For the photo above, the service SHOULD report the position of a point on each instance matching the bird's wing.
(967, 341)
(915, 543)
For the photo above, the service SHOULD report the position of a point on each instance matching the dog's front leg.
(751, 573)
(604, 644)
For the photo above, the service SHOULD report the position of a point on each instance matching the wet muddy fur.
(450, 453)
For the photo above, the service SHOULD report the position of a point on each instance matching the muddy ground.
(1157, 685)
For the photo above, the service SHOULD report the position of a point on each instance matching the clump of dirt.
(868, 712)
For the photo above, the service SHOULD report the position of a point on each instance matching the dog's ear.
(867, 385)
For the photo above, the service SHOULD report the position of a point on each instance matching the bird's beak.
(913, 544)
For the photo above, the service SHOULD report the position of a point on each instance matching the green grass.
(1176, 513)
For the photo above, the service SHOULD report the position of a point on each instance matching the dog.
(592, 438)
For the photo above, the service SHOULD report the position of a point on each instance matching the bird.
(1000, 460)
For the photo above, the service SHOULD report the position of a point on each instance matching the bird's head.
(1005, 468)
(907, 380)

**********

Set down the records again in full. Match them exactly.

For the photo above, the service SHOULD report the position of a point on each instance matching the bird's wing.
(967, 341)
(915, 543)
For the photo above, the service SHOULD report the position of a point on each instance matching the dog's front leg.
(751, 573)
(604, 644)
For the photo above, the service SHOULD report the position of a point on each instance matching the wet muddy fur.
(450, 453)
For the photo above, the service SHOULD report the position of a point on each instance matching the muddy ground.
(1157, 685)
For the photo above, the service SHOULD report the position of a point on each instance matching the clump of dirt.
(868, 712)
For the photo above, the service SHOULD report the position of a point on each instance matching the dog's ear.
(867, 385)
For the photo above, the service SHOULD report the position of a point on each instance matching the bird's beak.
(913, 544)
For the photo above, the service SHOULD report the position of a point on each instance matching the green grass.
(1176, 513)
For the photo above, the service SHOULD report the position of a point on each instance matching the dog.
(592, 438)
For the photo above, the service SHOULD report the position of a point on each instance matching the bird.
(1000, 460)
For the photo above, the service SHOULD report the position of a point on each instance matching the bird's head.
(1005, 468)
(907, 380)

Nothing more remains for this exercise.